= Work to complete =
• A. List every abbreviation written in capital letters that appears in the remote desktop licensing thread, each one once.
• B. From the remote desktop licensing thread, render this sentence in Spanish: "Office 365 is a user license and Office 2016 VL is a device based license."
• C. Carry on the remote desktop licensing thread from its final reply.

= Page extract =
[Begin]

Yep, pretty much as I understand it too.
As long as they are RDP'ing into their regular physical PC this is fine and covered under existing licenses.
You only run into issues where you have users RDP'ing into a server for their work or where you try and turn a desktop OS into a budget RDS server.
Brand Representative for Microsoft
With Windows 10, license-wise, only the single primary user may remotely access his/her PC. Any other user would require Windows SA/Windows VDA.
Office 365 is a user license and Office 2016 VL is a device based license.
Sounds like we will be fine then as it literally is only users accessing their own machines.
Brand Representative for Microsoft
Damjo wrote:
Sounds like we will be fine then as it literally is only users accessing their own machines.
As far as I can tell, yes youre good.
My only concern would be Office... I couldnt tell if your users/devices were licensed with O365 or Office VL.
Damjo wrote:
Sounds like we will be fine then as it literally is only users accessing their own machines.
So far you are good to go. It is good to ask these questions though to make sure you are in the right path.

[End]

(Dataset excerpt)
[Begin]

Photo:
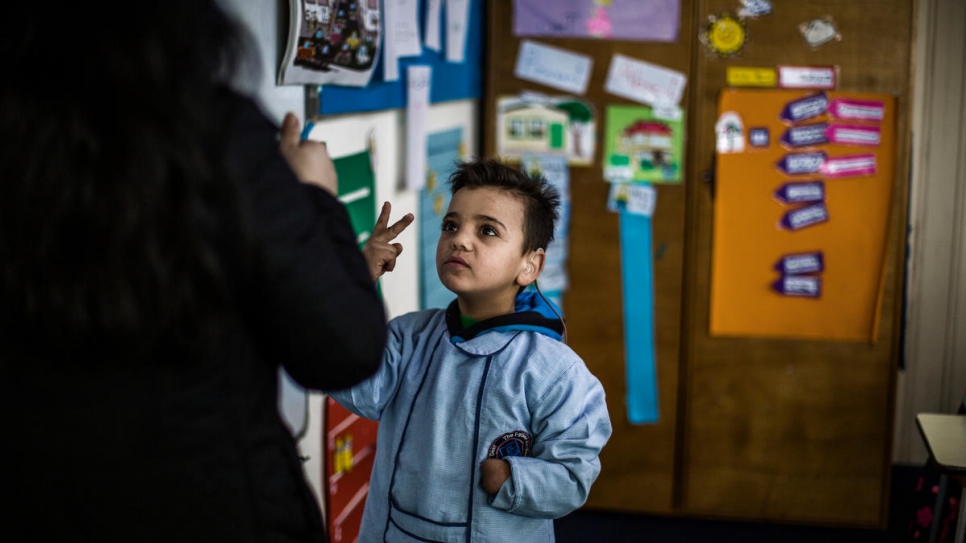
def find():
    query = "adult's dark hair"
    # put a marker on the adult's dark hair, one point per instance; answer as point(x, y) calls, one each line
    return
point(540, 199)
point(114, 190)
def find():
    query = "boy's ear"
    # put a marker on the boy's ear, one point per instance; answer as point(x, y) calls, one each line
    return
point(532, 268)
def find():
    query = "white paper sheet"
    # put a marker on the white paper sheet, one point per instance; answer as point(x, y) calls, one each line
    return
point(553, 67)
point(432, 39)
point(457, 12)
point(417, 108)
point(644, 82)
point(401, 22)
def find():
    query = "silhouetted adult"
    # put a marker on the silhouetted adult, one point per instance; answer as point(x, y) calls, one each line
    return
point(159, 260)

[End]

= Task-by-task answers =
• A. RDP, PC, RDS, OS, SA, VDA, VL, O365

• B. Office 365 es una licencia por usuario y Office 2016 VL es una licencia por dispositivo.

• C.
Under Office 365 licencing you are allowed to install the office suite onto 5 separate devices.So if the are remoting in only to use office, either let them install on their home machine or access the web portal and use the online version
But if they are working from home often, why not supply them a laptop so they can take it with them, why allow non-secure, unmanaged devices to connect to your office at all?
Do you posture validate?
my question was just regarding the legality not change of infrastructure or new kit, thanks for the input though
Rod-IT wrote:
But if they are working from home often, why not supply them a laptop so they can take it with them, why allow non-secure, unmanaged devices to connect to your office at all?
Do you posture validate?
I understood your question, i was simply enquiring as to why they wouldn't have laptops instead.
Its your network, control it how you will, the community isn't just for answers though, sometimes questions can help.
Security is a talking point to all this, besides license issues.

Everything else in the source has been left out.